Ваше задание :: Выпишите из отрывка о стихах Струйского дословно фрагмент от «Стихи Н. Е.» до «лет представлялось нелепостью.».

Выбранный отрывок ::
Стихи Н. Е. Струйского родились много позже „Письма к Г. Академику Рокотову“, дав почву для нескончаемых насмешек современников и далеких потомков. Выспренность выражений, недоработанная рифма, нелепость пунктуации, а главное — не знающая меры, слишком похожая на обыкновенную аффектацию восторженность чувств: „Рокотов!.. достоин ты назван быти по смерти сыном дщери Юпитеровой, ибо и в жизни ты ныне от сынов Аполлона любимцем тоя именуешися“. Таково начало „Письма“. То, что можно было допустить, скажем, у Тредьяковского и в его годы, спустя сорок лет представлялось нелепостью.
Так судили литераторы. Но, закрывая Н. Е. Струйскому пути на поэтические эмпиреи, никто не задерживался на куда более прозаической мысли: обыкновенный, пусть лишенный писательских дарований человек искал выхода подлинному потрясению, вызванному живописью, какой ему еще не приходилось встречать. Струйский вообще склонен к сильным чувствам. Он из своего пензенского далека преклоняется „просвещенной монархине“ Екатерине II и умирает, сраженный известием о ее кончине. Он восторженный апологет сумароковской программы морального совершенствования человека, оздоровления дворянского государства — не поэтических принципов или поисков литературных форм! — и готов молиться имени драматурга. Рокотовская кисть для него откровение живописи, способной проникнуть в тайники человеческой души. Такого нельзя даже предположить и, оказывается, это можно увидеть самому, присутствуя при таинстве прочтения человека. Не внешность, не красота, не „исправление“ натуры или любование роскошью одежд, но проникновение в мысли и чувства — единственную подлинную и неповторимую сокровищницу каждого отдельного человека: „Когда ты почти играя ознаменовал только вид лица и остроту зрака его, в той час и пламенная душа ево, при всей ево нежности сердца на оживляемом тобою полотне не утаилася“.

Извлечённые строки ::

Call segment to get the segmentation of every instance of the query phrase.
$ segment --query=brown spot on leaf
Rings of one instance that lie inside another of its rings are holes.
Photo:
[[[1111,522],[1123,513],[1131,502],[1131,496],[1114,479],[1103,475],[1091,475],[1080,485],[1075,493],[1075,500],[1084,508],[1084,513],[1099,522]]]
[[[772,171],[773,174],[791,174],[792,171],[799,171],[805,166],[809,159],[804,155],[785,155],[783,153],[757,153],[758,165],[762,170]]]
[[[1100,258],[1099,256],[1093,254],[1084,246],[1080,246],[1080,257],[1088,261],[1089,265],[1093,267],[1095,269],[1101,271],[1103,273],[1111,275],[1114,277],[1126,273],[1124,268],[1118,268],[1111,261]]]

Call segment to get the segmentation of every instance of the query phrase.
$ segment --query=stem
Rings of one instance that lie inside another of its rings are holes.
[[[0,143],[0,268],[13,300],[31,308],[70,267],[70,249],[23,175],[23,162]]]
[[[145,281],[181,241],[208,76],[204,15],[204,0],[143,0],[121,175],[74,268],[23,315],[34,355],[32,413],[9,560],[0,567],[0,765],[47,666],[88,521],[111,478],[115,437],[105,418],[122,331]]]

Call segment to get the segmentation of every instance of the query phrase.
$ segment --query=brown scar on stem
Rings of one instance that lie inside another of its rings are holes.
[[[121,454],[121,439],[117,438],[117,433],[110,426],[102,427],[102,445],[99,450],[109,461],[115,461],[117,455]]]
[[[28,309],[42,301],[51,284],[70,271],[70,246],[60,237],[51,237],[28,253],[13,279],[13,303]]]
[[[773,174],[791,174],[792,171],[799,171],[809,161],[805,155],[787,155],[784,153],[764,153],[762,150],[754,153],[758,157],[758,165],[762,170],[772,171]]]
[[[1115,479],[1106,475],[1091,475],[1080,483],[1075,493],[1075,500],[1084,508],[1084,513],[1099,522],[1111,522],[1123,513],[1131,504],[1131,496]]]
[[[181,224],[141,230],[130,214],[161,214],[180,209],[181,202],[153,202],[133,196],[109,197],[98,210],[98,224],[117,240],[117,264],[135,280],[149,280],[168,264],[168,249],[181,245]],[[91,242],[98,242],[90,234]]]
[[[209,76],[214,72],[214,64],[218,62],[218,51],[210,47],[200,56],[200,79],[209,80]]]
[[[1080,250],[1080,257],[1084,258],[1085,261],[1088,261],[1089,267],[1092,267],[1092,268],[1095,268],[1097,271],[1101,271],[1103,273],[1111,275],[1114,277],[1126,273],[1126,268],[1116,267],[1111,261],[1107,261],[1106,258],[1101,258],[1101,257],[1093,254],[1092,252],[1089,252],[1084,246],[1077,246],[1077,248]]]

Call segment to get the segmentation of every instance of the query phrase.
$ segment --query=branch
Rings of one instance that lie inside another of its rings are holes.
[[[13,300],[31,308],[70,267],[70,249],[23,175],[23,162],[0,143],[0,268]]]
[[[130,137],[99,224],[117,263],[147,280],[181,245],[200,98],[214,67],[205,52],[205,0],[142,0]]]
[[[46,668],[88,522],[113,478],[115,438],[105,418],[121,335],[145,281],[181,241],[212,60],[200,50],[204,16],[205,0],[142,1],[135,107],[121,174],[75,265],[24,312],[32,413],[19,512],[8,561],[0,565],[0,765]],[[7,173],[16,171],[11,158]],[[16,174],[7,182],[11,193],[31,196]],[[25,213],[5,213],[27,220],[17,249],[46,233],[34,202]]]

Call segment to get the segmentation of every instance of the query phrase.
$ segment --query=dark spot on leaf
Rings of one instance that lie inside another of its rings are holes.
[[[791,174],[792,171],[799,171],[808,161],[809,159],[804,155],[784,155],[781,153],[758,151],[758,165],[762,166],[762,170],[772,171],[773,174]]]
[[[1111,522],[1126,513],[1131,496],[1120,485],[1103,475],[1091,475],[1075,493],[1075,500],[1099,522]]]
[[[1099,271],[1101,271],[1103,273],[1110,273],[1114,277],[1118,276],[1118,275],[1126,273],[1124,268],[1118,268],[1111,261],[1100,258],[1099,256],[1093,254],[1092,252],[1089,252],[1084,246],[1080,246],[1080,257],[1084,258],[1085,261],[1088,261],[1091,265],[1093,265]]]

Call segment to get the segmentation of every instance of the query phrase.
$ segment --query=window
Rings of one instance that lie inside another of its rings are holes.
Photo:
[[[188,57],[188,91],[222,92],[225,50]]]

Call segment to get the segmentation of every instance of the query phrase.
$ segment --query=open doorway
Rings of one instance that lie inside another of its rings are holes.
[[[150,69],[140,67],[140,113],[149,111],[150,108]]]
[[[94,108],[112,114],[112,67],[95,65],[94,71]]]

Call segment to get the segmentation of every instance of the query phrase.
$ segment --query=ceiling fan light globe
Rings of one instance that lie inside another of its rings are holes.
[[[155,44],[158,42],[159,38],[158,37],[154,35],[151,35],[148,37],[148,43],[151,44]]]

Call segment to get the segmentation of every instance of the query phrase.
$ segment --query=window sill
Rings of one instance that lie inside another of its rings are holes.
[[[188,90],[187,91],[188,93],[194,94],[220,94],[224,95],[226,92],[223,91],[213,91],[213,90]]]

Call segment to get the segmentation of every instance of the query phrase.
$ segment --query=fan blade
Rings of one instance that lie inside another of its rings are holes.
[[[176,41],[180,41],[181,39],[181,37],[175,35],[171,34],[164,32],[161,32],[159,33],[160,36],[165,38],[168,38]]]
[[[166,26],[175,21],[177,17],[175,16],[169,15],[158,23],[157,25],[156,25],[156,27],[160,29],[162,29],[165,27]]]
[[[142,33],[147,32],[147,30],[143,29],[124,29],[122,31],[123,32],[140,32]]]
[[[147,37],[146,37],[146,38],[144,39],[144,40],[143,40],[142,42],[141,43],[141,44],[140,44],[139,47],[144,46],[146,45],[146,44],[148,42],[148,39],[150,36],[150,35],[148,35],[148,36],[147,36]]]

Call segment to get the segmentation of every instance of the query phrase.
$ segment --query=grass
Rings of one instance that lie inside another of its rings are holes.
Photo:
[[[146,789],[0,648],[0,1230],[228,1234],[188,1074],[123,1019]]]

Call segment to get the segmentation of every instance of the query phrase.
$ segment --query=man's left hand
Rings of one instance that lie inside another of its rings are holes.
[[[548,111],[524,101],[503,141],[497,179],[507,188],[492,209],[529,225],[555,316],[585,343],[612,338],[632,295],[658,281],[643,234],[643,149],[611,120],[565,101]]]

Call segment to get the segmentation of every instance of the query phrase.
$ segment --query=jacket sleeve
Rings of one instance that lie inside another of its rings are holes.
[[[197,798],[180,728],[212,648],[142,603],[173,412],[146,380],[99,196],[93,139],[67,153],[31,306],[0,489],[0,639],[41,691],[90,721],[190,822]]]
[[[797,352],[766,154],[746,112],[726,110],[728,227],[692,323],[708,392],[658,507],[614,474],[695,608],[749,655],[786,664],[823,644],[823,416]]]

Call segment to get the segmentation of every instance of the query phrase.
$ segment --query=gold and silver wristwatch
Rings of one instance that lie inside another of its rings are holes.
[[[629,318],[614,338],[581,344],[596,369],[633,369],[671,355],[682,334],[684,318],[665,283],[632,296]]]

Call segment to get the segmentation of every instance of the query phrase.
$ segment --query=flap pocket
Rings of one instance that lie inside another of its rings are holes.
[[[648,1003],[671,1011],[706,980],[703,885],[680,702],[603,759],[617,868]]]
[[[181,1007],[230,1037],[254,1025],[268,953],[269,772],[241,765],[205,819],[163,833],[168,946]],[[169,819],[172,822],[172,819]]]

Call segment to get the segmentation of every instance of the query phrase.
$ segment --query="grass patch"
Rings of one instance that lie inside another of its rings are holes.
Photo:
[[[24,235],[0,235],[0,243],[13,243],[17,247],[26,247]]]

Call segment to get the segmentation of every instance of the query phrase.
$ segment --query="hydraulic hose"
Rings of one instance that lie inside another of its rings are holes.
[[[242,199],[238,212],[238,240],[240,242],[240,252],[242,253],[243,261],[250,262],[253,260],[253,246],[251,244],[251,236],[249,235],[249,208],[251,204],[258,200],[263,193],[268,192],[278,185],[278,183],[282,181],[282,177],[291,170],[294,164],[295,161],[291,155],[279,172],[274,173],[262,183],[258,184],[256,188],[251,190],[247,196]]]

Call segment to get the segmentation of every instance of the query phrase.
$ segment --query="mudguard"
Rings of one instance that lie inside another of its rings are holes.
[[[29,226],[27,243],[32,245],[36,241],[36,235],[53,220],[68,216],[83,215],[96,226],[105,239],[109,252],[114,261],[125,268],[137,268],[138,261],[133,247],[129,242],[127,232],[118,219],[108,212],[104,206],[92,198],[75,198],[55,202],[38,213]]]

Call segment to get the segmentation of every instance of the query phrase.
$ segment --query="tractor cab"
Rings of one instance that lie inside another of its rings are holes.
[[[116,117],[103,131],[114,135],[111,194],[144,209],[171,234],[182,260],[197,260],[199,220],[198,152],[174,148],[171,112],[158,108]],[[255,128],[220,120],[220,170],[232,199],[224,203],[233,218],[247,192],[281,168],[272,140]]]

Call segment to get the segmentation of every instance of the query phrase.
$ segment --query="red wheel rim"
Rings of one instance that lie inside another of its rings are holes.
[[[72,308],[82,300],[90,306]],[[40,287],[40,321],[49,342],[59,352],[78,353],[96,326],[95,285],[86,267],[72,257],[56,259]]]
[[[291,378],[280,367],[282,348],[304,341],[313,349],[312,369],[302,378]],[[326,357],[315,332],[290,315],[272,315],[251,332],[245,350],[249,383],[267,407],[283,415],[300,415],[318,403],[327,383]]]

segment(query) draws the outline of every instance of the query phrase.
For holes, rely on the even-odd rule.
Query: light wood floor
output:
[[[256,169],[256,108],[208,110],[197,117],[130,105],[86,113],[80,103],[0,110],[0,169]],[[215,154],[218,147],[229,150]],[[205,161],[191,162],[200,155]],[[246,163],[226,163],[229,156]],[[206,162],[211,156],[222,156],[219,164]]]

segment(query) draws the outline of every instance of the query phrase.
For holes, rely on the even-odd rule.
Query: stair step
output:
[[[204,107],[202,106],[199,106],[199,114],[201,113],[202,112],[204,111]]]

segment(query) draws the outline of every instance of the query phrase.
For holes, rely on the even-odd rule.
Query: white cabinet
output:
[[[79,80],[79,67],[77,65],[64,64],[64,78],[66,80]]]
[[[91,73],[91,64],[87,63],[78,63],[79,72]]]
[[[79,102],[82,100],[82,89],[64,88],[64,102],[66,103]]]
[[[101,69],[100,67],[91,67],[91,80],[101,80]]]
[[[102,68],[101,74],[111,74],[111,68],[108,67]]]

Результат ::
Стихи Н. Е. Струйского родились много позже „Письма к Г. Академику Рокотову“, дав почву для нескончаемых насмешек современников и далеких потомков. Выспренность выражений, недоработанная рифма, нелепость пунктуации, а главное — не знающая меры, слишком похожая на обыкновенную аффектацию восторженность чувств: „Рокотов!.. достоин ты назван быти по смерти сыном дщери Юпитеровой, ибо и в жизни ты ныне от сынов Аполлона любимцем тоя именуешися“. Таково начало „Письма“. То, что можно было допустить, скажем, у Тредьяковского и в его годы, спустя сорок лет представлялось нелепостью.